Hace varios años saliendo del palacio de Bellas Artes en la Ciudad de México, me encontré de frente con Marie-José Tramini, viuda de Octavio Paz. Nunca la había visto en persona y me causó un ligero sentimiento amargo, especialmente porque soy admiradora de la obra y el pensamiento de Elena Garro, la primera esposa del famoso escritor, poeta, pensador, filósofo, activista y crítico. Aunque ya mayor, se veía bien, muy elegante y rodeada de hombres, como una estrella de cine francés. No pude evitar recordar la multitud de fotografías que a lo largo de mi vida he visto de la famosa pareja que desde su matrimonio, aparecían en periódicos y revistas. También me vino a la mente otra imagen, la de Elena Garro retratada en su casa de Cuernavaca llena de gatos, retirada del escenario intelectual.
Ahora que se celebra el centenario del nacimiento de Octavio Paz y que un tumulto de homenajes se le harán en distintos países del mundo, recuerdo ese día y me vienen a la mente también otros nombres de escritoras famosas que tuvieron relación personal o profesional con el poeta. Elena Poniatowska, por ejemplo, a quien éste le prologó su obra La noche de Tlatelolco y quien algún día dijo que su amistad inició con una mala impresión sobre su obra Libertad bajo palabra, en donde Paz dice que “el sexo de la mujer es el horno en donde se fabrican las hostias”. Otra gran escritora es la renombrada poeta uruguaya Ida Vitale, quien trabajó con Paz en la controversial revista Vuelta y quien recibió merecidamente en 2010 la medalla “Octavio Paz” por su obra como poeta.
La vida personal de Paz está marcada por el escándalo de su divorcio con la escritora poblana Elena Garro y el abandono de ésta y su hija Helena, cuando después de los eventos de 1968 sufrieron persecución y censura. La ruptura ideológica y afectiva entre ellos queda plasmada en la famosa carta que la hija le dirige en 1971 reprobando su postura y su renuncia como Embajador de México en la India, debido a la matanza de Tlatelolco. Irónicamente, Helena muere hoy 30 de marzo, precisamente un día antes de la celebración del centenario del natalicio de su padre, a unos días de haber dicho en una entrevista de prensa que lo perdonaba.
===
** Ejercicios por resolver **
- a) Responde estas preguntas sobre el texto acerca de Octavio Paz:
(i) ¿En qué ciudad estaba la casa donde aparecía retratada Elena Garro?
(ii) ¿Qué obra de Elena Poniatowska prologó Paz?
(iii) ¿En qué año recibió Ida Vitale la medalla “Octavio Paz”?
- b) Reescribe el tramo del texto sobre Octavio Paz que va de "Ahora que se" a "obra como poeta.", y cambia "medalla" por "condecoración".
- c) Prolonga el texto sobre Octavio Paz a partir de su última oración.
Los ítems no intervienen en esto.

** Datos extraídos de una colección **
===
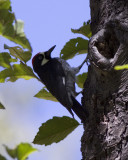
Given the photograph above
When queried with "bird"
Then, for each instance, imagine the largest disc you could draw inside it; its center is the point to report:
(59, 78)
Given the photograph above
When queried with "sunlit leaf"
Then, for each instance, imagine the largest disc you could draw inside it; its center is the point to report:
(121, 67)
(19, 53)
(55, 130)
(15, 72)
(24, 150)
(11, 152)
(4, 4)
(85, 30)
(2, 158)
(1, 106)
(81, 79)
(9, 29)
(74, 47)
(5, 60)
(44, 94)
(19, 28)
(21, 152)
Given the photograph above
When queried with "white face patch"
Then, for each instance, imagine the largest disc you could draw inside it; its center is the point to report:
(44, 61)
(63, 79)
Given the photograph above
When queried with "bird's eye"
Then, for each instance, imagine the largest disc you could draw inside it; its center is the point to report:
(40, 57)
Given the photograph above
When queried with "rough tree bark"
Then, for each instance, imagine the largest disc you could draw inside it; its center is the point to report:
(105, 93)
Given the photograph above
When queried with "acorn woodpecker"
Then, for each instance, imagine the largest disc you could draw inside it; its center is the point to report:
(59, 78)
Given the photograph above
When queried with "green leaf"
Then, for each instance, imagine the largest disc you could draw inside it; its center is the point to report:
(121, 67)
(84, 30)
(19, 53)
(1, 106)
(17, 71)
(5, 60)
(2, 158)
(81, 79)
(9, 29)
(21, 152)
(44, 94)
(11, 152)
(19, 28)
(24, 150)
(4, 4)
(73, 47)
(55, 130)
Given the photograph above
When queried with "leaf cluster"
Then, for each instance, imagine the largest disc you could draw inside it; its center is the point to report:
(14, 66)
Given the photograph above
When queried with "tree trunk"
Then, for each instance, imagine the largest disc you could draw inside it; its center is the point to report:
(105, 93)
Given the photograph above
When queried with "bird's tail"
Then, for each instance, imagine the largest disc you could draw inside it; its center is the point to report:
(77, 108)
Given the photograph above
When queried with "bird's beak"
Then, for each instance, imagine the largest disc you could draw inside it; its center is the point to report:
(51, 49)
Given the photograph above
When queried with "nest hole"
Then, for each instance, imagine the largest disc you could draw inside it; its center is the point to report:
(109, 45)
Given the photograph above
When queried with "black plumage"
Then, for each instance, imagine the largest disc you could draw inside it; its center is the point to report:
(59, 78)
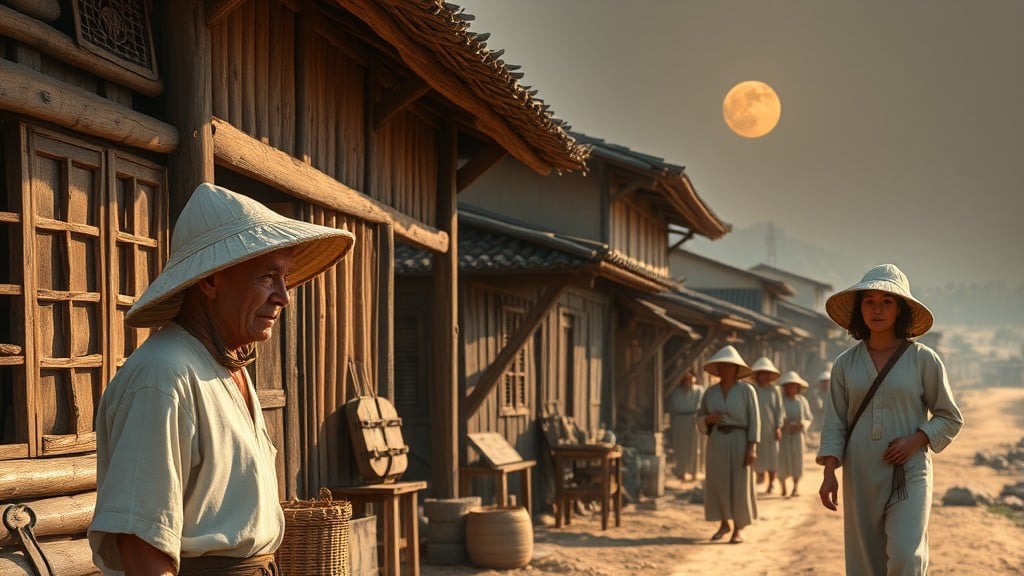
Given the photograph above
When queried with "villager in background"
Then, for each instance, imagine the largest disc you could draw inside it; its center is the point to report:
(185, 467)
(729, 416)
(795, 423)
(770, 405)
(887, 468)
(684, 401)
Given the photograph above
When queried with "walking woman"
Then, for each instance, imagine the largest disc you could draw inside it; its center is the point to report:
(887, 468)
(684, 401)
(796, 421)
(729, 416)
(770, 405)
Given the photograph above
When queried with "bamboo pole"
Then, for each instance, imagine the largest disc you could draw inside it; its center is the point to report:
(271, 166)
(16, 26)
(27, 91)
(40, 478)
(62, 515)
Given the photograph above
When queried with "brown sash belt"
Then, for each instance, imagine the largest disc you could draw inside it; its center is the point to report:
(227, 566)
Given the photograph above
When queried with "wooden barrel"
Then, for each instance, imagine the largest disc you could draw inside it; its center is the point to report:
(500, 537)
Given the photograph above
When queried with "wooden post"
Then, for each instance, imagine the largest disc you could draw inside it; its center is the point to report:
(385, 314)
(188, 97)
(444, 400)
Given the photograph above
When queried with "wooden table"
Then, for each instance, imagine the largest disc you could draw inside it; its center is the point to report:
(398, 500)
(501, 476)
(605, 485)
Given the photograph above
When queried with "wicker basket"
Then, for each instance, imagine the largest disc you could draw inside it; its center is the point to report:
(316, 537)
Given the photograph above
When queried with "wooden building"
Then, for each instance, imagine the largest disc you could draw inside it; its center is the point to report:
(357, 114)
(584, 339)
(787, 343)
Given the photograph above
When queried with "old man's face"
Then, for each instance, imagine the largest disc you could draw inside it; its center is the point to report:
(248, 297)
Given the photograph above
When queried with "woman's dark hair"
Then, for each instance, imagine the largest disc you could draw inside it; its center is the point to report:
(859, 331)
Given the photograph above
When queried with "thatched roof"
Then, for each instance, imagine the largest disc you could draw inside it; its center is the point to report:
(433, 39)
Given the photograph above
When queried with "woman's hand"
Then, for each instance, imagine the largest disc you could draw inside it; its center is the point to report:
(829, 486)
(901, 449)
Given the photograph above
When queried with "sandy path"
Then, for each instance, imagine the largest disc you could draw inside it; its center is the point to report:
(797, 535)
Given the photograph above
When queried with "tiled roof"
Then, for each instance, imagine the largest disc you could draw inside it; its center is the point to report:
(434, 40)
(491, 243)
(674, 195)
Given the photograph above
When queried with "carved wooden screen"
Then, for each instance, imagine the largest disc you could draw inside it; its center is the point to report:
(91, 224)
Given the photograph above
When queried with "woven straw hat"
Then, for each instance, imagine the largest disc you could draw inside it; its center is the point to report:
(764, 364)
(793, 376)
(887, 278)
(218, 229)
(727, 355)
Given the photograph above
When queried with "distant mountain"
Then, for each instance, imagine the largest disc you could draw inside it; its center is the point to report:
(993, 303)
(748, 247)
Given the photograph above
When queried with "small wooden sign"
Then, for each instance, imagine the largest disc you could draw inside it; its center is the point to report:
(495, 449)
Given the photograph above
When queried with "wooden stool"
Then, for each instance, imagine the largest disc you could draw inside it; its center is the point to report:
(501, 476)
(399, 506)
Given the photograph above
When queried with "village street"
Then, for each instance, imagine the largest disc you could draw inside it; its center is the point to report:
(798, 536)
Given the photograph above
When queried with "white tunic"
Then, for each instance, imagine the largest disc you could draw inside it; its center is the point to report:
(729, 484)
(683, 405)
(770, 404)
(179, 461)
(915, 395)
(791, 449)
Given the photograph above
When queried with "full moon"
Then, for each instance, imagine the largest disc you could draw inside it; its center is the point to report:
(752, 109)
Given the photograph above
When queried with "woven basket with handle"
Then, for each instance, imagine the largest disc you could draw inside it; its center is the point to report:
(316, 537)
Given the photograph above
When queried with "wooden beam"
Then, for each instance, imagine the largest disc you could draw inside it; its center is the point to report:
(239, 151)
(27, 91)
(530, 323)
(479, 164)
(648, 354)
(46, 477)
(442, 79)
(399, 97)
(189, 97)
(57, 516)
(217, 9)
(444, 392)
(29, 31)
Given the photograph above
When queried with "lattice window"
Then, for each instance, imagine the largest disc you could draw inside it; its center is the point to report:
(91, 229)
(514, 388)
(118, 31)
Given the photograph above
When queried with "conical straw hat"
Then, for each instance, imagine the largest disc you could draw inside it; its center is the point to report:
(887, 278)
(727, 355)
(218, 229)
(793, 376)
(764, 364)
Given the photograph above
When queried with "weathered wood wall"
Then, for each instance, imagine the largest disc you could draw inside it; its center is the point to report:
(639, 234)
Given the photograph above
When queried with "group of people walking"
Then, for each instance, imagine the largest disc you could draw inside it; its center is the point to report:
(757, 430)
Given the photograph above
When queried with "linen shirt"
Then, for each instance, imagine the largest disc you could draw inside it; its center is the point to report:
(180, 462)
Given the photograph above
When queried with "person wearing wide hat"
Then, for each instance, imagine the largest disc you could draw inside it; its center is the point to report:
(184, 465)
(770, 406)
(796, 421)
(729, 416)
(683, 403)
(887, 469)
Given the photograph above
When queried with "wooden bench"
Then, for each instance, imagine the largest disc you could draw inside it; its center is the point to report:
(605, 485)
(398, 509)
(500, 475)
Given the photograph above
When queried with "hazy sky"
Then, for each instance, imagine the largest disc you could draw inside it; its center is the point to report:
(900, 135)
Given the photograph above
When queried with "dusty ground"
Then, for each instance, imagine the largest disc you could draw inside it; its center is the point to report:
(797, 535)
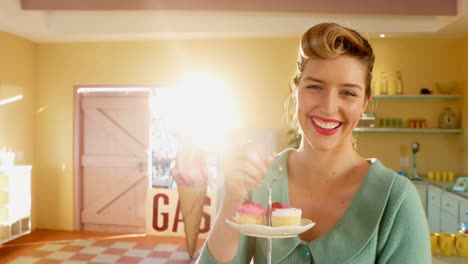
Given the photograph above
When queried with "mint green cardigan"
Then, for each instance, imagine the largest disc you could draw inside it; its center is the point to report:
(385, 223)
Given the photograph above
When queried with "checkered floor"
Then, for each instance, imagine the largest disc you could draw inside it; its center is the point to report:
(106, 251)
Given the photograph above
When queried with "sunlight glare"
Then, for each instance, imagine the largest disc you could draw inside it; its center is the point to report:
(205, 109)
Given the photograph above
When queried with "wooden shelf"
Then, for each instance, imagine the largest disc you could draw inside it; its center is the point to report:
(417, 97)
(409, 130)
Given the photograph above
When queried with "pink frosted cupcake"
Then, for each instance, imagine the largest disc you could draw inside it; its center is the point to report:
(285, 215)
(250, 213)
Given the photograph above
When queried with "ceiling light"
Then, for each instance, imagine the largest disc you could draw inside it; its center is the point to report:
(11, 99)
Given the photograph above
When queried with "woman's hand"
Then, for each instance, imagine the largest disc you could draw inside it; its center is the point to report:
(244, 169)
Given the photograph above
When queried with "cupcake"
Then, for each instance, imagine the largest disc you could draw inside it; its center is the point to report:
(285, 215)
(250, 213)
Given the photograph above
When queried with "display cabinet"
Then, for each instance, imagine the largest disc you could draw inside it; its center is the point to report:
(15, 202)
(413, 98)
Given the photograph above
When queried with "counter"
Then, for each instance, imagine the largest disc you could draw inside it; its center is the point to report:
(449, 260)
(447, 186)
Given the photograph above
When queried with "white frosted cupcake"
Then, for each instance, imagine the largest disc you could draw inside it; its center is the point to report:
(286, 216)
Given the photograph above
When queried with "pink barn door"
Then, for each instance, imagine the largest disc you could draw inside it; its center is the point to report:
(114, 160)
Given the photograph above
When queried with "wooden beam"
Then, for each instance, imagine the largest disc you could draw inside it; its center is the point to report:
(377, 7)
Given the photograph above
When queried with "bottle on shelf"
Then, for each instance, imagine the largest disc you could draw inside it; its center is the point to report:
(383, 83)
(399, 84)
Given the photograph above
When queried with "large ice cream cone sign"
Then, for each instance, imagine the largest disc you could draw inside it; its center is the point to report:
(191, 175)
(191, 204)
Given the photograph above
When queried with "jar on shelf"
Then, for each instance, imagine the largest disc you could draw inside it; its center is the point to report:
(399, 84)
(383, 83)
(448, 118)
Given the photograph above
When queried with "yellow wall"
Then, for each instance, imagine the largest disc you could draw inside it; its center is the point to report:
(17, 76)
(465, 105)
(257, 69)
(422, 61)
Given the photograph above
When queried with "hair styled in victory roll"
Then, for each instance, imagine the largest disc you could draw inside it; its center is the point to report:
(329, 40)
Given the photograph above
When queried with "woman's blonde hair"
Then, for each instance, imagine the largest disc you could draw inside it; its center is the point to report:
(328, 41)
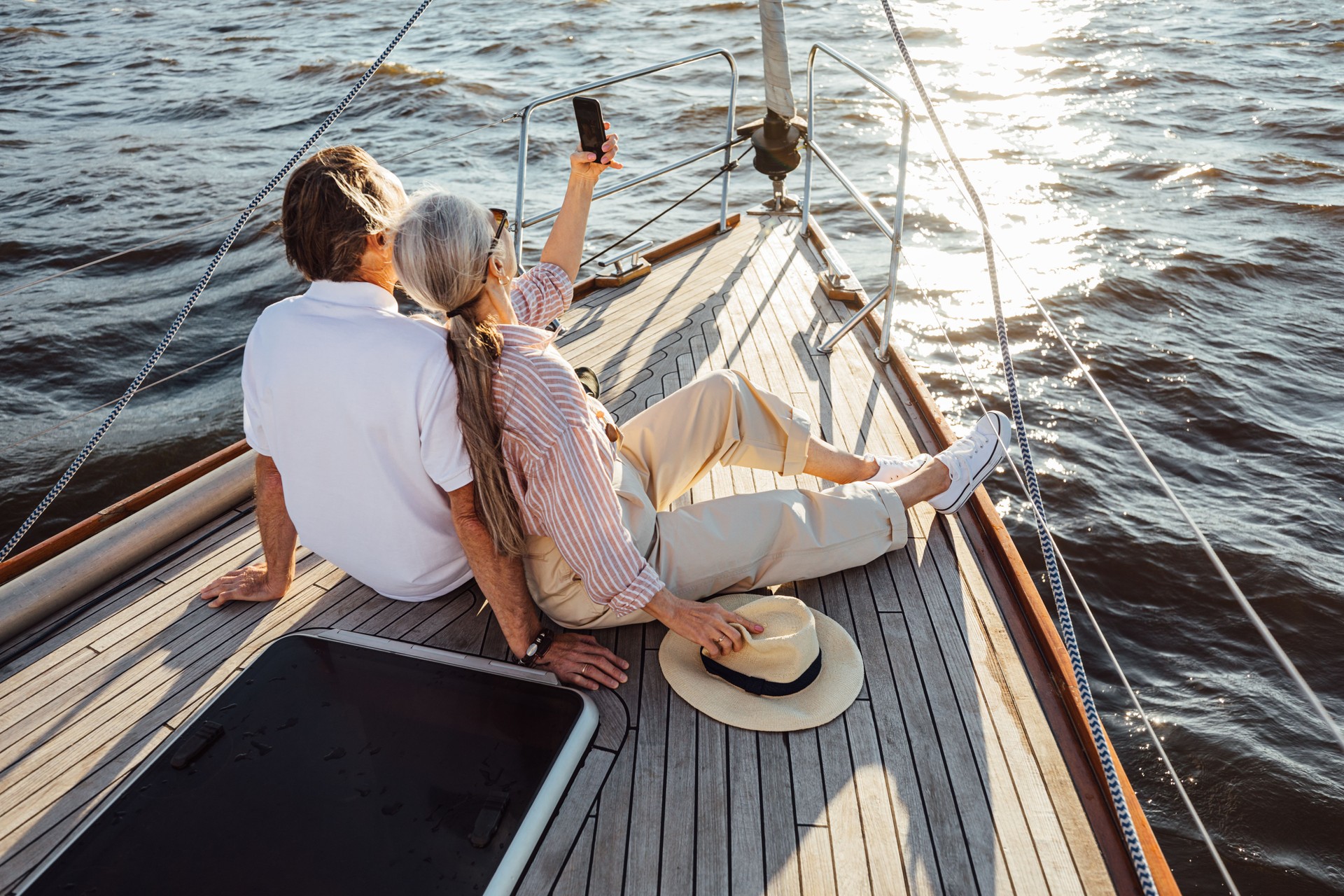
===
** Respuestas en orden **
- a)
(i) Cuernavaca.
(ii) La noche de Tlatelolco.
(iii) 2010.

- b)
Ahora que se celebra el centenario del nacimiento de Octavio Paz y que un tumulto de homenajes se le harán en distintos países del mundo, recuerdo ese día y me vienen a la mente también otros nombres de escritoras famosas que tuvieron relación personal o profesional con el poeta. Elena Poniatowska, por ejemplo, a quien éste le prologó su obra La noche de Tlatelolco y quien algún día dijo que su amistad inició con una mala impresión sobre su obra Libertad bajo palabra, en donde Paz dice que “el sexo de la mujer es el horno en donde se fabrican las hostias”. Otra gran escritora es la renombrada poeta uruguaya Ida Vitale, quien trabajó con Paz en la controversial revista Vuelta y quien recibió merecidamente en 2010 la condecoración “Octavio Paz” por su obra como poeta.

- c)
Paz era así, un personaje polémico. Muchos lo amaban, otros lo odiaban, pero ninguno de ellos, creo yo, dejó o dejaría de reconocer su gran talento. Ganó entre otros, dos de los premios más importantes en el mundo de los humanistas, el Premio Cervantes (1981) y el Premio Nobel de Literatura (1990). Amigo de Luis Buñuel, Rodolfo Usigli, Alejo Carpentier, Paz pertenece a una de las generaciones que más ha influido la historia del mundo. Incluso, algunos de sus admiradores dicen que el México de hoy es un poco obra de Paz, porque se hizo a la tarea de repensar al país. Yo no estaría tan segura de eso, e incluso lo siento extremo, pero sí, debo reconocer la gran influencia que ha tenido en las letras y en la manera que muchas personas ven a México a través de su obra.
En mi casa hay un espacio reservado para mis libros de Paz: los irremplazables El laberinto de la soledad (1950) y Sor Juana Inés de la Cruz o las trampas de la fe (1982). Algunos de mis favoritos son el El arco y la lira (1959), libro obligado para estudiantes de poesía en México; otro es Vuelta (1976). En lugar especial tengo algunos de los 13 tomos de sus Obras completas, así como una hoja impresa con su discurso de agradecimiento por el Premio Nobel y que termina con las siguientes líneas que me hacen pensar en la correspondencia del mundo y la aspirada fraternidad que Paz decía buscar.
Es grande el cielo
Y arriba siembran mundos.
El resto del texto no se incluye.